> _Written tasks_
A: In the Mercurial guide, what does the <new-directory> argument default to when omitted?
B: Transcribe the Mercurial guide from "When you're done" up to and including "use this command.".

> _Document section_

###

The <new-directory> argument is optional. It defaults to the basename (last component) of the <URL-of-originating-repository> argument. The <URL-of-originating-repository> can be the read-only http-style URL or the updatable ssh-style URL, but it can also be a local copy. When making a clone of a local repository, Mercurial will use links to the files in the originating clone (on capable operating systems) so that this is an efficient operation.

The possible URLs for the central MonetDB repository are:

https://dev.monetdb.org/hg/MonetDB/
ssh://hg@dev.monetdb.org/MonetDB/

The former is read-only and open to anyone, the latter is updatable and open only to the core developers.

History

There are several commands to look at the history of a clone.

To see a list of log messages, use:

hg log

In order to get the same list of log messages, but with a (line) graphic to better indicate the relation between changesets, you can use

hg log -G

In order to make this a little easier, you can use an alias so that you can use hg glog instead:

[alias]
glog = log -G

To see which line of a file was last modified in which changeset, you can use

hg annotate <file>

An alias for annotate is blame, as in, who is to blame for a particular line of code.

Another way of viewing the repository is by using your favorite Internet browser. First run

hg serve

then point your browser to

http://localhost:8000/

When you're done browsing, just kill (interrupt) the hg serve command.

Add, Remove, and Rename

When you want to add a file to the repository, create the file, and then use the following command to tell Mercurial about it:

hg add <file>

When a file is to be deleted from the repository (of course, its history will not be removed), you can use the command:

hg remove <file>

Note that there is also a command hg addremove. This command will add all new files and remove all missing files. Since often there will be extra files in the working directory that should not be added, it is not recommended to use this command.

###

> _Data records_
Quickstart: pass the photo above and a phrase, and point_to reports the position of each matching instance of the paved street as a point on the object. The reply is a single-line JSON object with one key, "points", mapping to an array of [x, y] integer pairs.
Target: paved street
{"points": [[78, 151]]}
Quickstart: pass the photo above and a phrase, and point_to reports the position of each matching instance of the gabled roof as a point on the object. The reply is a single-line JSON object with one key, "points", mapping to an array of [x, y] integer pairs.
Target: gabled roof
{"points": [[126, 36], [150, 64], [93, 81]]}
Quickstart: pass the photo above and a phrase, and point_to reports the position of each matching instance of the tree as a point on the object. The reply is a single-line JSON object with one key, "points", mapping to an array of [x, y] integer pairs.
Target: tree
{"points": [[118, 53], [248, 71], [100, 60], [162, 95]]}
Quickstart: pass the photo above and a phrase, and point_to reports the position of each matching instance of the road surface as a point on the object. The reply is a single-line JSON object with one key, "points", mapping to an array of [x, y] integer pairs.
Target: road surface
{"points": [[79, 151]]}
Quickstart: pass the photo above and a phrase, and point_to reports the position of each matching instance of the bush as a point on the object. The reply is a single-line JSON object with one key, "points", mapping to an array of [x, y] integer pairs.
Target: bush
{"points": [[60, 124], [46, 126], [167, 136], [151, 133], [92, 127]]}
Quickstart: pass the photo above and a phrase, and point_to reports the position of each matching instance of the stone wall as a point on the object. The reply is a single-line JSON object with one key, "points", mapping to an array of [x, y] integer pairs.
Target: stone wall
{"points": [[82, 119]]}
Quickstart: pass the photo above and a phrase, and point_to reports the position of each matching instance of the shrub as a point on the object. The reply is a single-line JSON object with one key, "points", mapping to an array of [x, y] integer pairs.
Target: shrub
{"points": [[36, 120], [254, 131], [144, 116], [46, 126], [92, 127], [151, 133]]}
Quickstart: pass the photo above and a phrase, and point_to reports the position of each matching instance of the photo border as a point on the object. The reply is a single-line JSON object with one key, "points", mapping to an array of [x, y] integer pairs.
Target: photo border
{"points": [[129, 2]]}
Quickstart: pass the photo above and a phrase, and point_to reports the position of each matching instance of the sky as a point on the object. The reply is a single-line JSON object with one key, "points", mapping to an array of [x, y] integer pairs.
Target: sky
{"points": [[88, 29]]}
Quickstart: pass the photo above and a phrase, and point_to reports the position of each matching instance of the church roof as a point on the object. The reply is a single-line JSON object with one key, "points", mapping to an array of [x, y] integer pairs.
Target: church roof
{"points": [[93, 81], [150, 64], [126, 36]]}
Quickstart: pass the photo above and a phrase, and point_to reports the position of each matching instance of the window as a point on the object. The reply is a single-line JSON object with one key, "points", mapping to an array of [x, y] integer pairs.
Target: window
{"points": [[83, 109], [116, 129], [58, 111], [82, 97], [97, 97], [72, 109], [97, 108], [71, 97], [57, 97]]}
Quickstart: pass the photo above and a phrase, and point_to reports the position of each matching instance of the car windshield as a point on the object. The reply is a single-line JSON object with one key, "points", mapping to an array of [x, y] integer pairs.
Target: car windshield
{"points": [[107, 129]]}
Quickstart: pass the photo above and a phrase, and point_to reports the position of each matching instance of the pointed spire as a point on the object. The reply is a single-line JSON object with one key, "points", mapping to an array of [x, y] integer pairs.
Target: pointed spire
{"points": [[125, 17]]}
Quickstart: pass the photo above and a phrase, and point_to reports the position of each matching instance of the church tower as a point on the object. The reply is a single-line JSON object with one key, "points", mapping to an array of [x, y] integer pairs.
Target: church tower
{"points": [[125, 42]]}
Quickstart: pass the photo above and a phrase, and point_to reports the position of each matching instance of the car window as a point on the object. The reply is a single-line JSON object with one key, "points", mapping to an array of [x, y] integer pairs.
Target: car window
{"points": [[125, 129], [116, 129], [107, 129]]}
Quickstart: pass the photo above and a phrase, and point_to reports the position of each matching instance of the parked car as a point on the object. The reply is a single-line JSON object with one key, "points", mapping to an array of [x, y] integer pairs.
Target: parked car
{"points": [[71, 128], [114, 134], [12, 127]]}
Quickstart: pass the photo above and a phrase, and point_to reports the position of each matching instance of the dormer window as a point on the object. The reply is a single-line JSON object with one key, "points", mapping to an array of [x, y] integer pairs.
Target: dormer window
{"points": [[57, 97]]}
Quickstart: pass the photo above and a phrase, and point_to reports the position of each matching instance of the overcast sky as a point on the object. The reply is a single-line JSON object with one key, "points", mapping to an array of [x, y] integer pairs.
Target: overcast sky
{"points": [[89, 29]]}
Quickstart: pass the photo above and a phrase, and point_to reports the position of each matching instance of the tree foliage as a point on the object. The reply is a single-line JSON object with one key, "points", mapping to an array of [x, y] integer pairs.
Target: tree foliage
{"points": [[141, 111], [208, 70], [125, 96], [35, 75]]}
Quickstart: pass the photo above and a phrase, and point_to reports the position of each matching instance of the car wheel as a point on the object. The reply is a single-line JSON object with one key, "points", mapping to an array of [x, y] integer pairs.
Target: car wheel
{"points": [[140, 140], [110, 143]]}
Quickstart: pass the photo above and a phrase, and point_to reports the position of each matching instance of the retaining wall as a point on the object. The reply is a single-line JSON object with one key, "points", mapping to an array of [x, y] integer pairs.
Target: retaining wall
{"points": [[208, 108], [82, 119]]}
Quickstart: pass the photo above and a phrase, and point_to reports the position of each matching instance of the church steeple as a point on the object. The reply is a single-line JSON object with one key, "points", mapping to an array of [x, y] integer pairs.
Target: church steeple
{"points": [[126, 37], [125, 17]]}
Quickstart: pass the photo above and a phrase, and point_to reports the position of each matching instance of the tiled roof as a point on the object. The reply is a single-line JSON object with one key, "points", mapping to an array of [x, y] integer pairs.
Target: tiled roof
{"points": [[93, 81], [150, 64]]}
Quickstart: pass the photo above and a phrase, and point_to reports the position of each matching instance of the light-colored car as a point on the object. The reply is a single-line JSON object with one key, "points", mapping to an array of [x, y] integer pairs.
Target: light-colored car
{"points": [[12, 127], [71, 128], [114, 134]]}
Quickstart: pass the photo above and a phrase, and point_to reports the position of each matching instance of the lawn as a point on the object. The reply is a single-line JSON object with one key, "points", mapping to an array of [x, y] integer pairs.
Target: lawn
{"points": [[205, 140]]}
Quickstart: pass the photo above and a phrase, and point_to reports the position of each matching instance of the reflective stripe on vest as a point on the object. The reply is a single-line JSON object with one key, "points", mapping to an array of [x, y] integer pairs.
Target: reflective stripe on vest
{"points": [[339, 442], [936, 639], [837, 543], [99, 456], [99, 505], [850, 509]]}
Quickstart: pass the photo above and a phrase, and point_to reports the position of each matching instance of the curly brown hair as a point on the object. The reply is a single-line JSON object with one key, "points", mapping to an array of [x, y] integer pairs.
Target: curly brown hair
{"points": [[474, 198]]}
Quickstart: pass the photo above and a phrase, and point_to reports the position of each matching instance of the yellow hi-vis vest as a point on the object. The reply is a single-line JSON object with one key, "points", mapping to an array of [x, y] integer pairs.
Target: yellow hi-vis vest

###

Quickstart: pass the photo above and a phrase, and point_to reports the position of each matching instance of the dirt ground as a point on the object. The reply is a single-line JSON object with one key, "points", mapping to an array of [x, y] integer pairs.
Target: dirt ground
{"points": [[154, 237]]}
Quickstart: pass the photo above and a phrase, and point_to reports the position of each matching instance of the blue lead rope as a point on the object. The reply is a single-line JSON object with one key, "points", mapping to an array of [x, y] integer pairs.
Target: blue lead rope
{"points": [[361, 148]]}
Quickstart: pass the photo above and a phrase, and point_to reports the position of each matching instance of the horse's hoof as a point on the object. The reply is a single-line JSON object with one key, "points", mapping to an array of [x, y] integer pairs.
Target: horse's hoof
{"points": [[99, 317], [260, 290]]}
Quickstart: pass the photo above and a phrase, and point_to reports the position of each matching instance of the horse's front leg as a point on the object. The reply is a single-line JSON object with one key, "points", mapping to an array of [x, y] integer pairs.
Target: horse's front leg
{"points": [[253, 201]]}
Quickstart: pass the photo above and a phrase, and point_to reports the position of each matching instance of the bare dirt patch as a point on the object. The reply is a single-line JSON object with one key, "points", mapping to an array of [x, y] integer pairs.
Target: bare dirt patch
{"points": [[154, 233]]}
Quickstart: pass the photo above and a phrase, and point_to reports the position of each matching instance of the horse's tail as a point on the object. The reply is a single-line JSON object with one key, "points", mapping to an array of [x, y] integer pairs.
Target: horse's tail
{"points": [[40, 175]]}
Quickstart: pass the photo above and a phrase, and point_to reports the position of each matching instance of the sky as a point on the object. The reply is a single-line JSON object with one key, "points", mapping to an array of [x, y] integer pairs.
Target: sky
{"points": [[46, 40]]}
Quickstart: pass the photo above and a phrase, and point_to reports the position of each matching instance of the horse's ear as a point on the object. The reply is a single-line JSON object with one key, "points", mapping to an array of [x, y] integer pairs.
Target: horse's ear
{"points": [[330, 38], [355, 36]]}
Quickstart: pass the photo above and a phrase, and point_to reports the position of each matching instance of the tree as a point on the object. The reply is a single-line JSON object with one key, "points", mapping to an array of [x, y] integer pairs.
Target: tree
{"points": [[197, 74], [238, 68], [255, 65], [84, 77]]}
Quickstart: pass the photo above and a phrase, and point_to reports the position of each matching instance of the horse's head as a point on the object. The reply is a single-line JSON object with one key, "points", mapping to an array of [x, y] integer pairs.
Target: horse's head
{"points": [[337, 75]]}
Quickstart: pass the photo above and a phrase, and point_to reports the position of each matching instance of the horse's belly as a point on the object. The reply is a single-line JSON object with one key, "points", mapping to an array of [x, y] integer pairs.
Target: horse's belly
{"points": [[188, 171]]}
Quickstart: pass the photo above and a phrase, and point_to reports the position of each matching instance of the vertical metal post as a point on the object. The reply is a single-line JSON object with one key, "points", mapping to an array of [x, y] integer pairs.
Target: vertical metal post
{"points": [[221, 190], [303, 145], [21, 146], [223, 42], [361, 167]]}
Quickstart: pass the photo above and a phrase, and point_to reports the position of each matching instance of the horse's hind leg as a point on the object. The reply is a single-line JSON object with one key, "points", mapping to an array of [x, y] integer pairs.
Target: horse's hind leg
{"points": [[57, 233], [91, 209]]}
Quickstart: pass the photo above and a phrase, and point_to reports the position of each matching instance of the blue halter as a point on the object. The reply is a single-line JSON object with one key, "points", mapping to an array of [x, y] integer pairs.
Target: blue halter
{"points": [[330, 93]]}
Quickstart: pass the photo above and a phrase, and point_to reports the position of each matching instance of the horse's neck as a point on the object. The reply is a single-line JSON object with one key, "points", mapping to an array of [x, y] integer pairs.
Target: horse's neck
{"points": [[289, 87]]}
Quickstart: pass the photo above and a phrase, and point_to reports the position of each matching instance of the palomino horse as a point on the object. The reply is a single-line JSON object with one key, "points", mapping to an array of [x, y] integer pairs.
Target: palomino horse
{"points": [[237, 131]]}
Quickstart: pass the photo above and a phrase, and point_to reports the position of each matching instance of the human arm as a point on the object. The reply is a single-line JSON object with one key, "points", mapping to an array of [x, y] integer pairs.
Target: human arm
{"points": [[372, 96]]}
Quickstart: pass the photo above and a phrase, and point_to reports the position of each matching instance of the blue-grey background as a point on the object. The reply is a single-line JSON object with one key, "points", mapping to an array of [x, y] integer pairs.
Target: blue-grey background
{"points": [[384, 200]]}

###

> _The results_
A: The basename (last component) of the <URL-of-originating-repository> argument.

B:
When you're done browsing, just kill (interrupt) the hg serve command.

Add, Remove, and Rename

When you want to add a file to the repository, create the file, and then use the following command to tell Mercurial about it:

hg add <file>

When a file is to be deleted from the repository (of course, its history will not be removed), you can use the command:

hg remove <file>

Note that there is also a command hg addremove. This command will add all new files and remove all missing files. Since often there will be extra files in the working directory that should not be added, it is not recommended to use this command.